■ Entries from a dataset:

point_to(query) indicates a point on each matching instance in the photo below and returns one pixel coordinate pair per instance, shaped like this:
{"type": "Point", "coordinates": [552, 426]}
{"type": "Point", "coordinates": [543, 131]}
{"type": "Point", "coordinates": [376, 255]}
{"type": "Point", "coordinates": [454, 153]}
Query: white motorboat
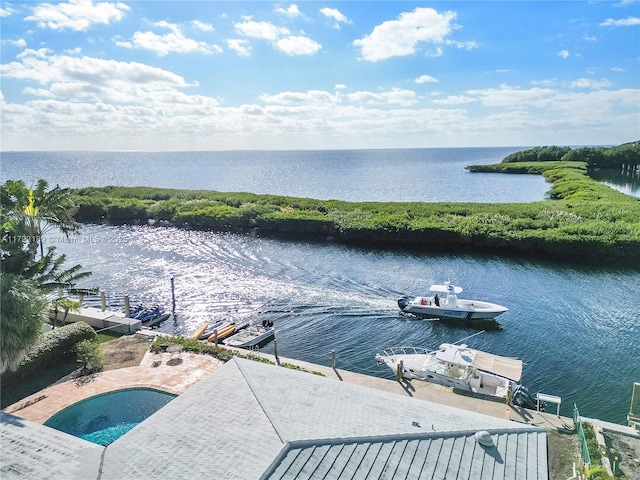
{"type": "Point", "coordinates": [251, 336]}
{"type": "Point", "coordinates": [444, 303]}
{"type": "Point", "coordinates": [459, 367]}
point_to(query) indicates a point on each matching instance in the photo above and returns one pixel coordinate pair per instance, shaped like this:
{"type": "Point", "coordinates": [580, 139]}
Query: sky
{"type": "Point", "coordinates": [244, 75]}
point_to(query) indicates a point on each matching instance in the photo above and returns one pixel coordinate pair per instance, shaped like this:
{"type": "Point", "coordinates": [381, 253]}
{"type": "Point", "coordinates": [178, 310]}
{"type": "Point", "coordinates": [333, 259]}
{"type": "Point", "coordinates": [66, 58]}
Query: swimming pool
{"type": "Point", "coordinates": [104, 418]}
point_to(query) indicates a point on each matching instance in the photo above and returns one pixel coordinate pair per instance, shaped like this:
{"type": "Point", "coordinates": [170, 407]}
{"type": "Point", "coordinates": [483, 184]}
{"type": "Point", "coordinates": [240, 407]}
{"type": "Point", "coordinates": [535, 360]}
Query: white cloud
{"type": "Point", "coordinates": [292, 11]}
{"type": "Point", "coordinates": [311, 97]}
{"type": "Point", "coordinates": [278, 36]}
{"type": "Point", "coordinates": [263, 30]}
{"type": "Point", "coordinates": [403, 36]}
{"type": "Point", "coordinates": [625, 22]}
{"type": "Point", "coordinates": [20, 43]}
{"type": "Point", "coordinates": [240, 46]}
{"type": "Point", "coordinates": [174, 41]}
{"type": "Point", "coordinates": [590, 83]}
{"type": "Point", "coordinates": [93, 79]}
{"type": "Point", "coordinates": [298, 45]}
{"type": "Point", "coordinates": [77, 15]}
{"type": "Point", "coordinates": [336, 15]}
{"type": "Point", "coordinates": [426, 79]}
{"type": "Point", "coordinates": [205, 27]}
{"type": "Point", "coordinates": [395, 96]}
{"type": "Point", "coordinates": [454, 100]}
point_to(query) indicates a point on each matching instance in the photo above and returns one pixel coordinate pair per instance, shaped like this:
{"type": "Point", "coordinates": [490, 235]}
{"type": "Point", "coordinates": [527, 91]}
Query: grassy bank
{"type": "Point", "coordinates": [583, 219]}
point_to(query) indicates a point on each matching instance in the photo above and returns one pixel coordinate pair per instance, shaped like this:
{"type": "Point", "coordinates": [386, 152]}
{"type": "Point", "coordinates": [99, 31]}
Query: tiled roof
{"type": "Point", "coordinates": [516, 455]}
{"type": "Point", "coordinates": [249, 420]}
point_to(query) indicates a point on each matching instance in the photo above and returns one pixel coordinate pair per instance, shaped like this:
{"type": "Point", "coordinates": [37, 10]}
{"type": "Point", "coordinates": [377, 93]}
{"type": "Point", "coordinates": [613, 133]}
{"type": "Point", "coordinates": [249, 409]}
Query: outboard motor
{"type": "Point", "coordinates": [403, 302]}
{"type": "Point", "coordinates": [522, 398]}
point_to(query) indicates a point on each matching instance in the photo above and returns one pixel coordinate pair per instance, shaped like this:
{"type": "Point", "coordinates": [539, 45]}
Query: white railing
{"type": "Point", "coordinates": [392, 351]}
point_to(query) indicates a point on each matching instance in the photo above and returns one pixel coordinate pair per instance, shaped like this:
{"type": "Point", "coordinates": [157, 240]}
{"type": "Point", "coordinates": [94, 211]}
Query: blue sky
{"type": "Point", "coordinates": [205, 75]}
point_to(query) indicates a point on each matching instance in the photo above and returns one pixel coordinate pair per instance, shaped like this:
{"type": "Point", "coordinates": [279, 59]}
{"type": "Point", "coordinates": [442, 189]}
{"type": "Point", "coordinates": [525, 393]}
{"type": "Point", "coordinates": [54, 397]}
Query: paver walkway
{"type": "Point", "coordinates": [163, 371]}
{"type": "Point", "coordinates": [168, 372]}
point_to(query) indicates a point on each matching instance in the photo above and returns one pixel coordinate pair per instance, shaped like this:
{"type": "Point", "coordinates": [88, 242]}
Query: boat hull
{"type": "Point", "coordinates": [413, 367]}
{"type": "Point", "coordinates": [249, 338]}
{"type": "Point", "coordinates": [463, 310]}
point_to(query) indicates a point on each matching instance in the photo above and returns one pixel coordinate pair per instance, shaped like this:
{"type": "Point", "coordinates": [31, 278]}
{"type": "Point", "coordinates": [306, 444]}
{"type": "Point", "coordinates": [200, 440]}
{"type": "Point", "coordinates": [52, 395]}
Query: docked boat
{"type": "Point", "coordinates": [149, 317]}
{"type": "Point", "coordinates": [251, 336]}
{"type": "Point", "coordinates": [443, 302]}
{"type": "Point", "coordinates": [210, 327]}
{"type": "Point", "coordinates": [226, 329]}
{"type": "Point", "coordinates": [461, 368]}
{"type": "Point", "coordinates": [156, 320]}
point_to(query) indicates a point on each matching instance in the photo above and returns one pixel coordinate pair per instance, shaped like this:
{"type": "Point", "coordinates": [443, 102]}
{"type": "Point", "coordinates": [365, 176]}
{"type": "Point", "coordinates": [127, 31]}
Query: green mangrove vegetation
{"type": "Point", "coordinates": [582, 219]}
{"type": "Point", "coordinates": [595, 157]}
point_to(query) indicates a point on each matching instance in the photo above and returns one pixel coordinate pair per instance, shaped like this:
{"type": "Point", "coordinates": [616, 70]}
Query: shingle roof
{"type": "Point", "coordinates": [250, 420]}
{"type": "Point", "coordinates": [426, 455]}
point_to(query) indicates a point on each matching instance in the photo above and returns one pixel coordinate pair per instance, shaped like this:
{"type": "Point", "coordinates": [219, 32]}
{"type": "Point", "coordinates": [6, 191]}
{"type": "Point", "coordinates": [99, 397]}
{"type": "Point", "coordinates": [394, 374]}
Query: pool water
{"type": "Point", "coordinates": [102, 419]}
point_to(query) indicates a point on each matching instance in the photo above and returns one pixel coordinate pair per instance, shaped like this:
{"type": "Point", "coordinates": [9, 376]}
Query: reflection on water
{"type": "Point", "coordinates": [626, 181]}
{"type": "Point", "coordinates": [576, 329]}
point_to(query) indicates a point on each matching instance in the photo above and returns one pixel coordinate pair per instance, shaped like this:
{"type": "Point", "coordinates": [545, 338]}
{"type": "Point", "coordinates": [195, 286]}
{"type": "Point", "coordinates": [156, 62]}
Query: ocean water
{"type": "Point", "coordinates": [430, 175]}
{"type": "Point", "coordinates": [576, 328]}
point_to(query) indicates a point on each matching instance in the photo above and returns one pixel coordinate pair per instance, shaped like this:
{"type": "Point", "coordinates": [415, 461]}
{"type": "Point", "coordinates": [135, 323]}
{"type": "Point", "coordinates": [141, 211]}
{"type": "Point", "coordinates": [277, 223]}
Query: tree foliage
{"type": "Point", "coordinates": [22, 314]}
{"type": "Point", "coordinates": [26, 215]}
{"type": "Point", "coordinates": [595, 157]}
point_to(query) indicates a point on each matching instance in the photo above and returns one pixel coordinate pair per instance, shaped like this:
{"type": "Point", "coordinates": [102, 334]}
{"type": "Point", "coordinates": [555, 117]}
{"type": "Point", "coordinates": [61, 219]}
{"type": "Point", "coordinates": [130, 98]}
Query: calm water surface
{"type": "Point", "coordinates": [577, 329]}
{"type": "Point", "coordinates": [434, 175]}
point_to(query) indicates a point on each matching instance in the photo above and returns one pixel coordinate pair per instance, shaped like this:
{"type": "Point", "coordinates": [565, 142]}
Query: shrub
{"type": "Point", "coordinates": [90, 355]}
{"type": "Point", "coordinates": [53, 348]}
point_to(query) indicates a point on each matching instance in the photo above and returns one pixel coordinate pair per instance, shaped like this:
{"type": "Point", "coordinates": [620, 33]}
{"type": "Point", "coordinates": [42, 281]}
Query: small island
{"type": "Point", "coordinates": [582, 219]}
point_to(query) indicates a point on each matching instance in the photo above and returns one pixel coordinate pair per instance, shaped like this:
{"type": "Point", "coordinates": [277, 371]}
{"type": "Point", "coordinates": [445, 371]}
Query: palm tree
{"type": "Point", "coordinates": [66, 305]}
{"type": "Point", "coordinates": [22, 314]}
{"type": "Point", "coordinates": [34, 212]}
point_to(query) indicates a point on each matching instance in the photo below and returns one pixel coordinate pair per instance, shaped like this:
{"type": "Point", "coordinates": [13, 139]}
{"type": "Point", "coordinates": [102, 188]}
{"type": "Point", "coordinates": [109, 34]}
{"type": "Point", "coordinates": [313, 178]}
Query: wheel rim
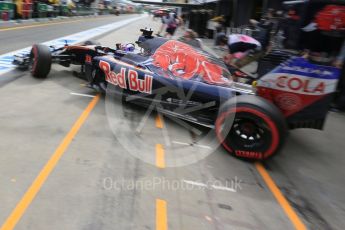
{"type": "Point", "coordinates": [259, 148]}
{"type": "Point", "coordinates": [249, 134]}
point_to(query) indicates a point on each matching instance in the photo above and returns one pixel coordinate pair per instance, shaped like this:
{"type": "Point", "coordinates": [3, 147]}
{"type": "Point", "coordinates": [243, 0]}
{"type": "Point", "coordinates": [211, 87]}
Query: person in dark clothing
{"type": "Point", "coordinates": [339, 102]}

■ Do this: Identify every line in the data above that contains the word "white", and copy each of those lines.

■ Result of this exercise:
Query: white motorboat
Query: white cloud
Query: white railing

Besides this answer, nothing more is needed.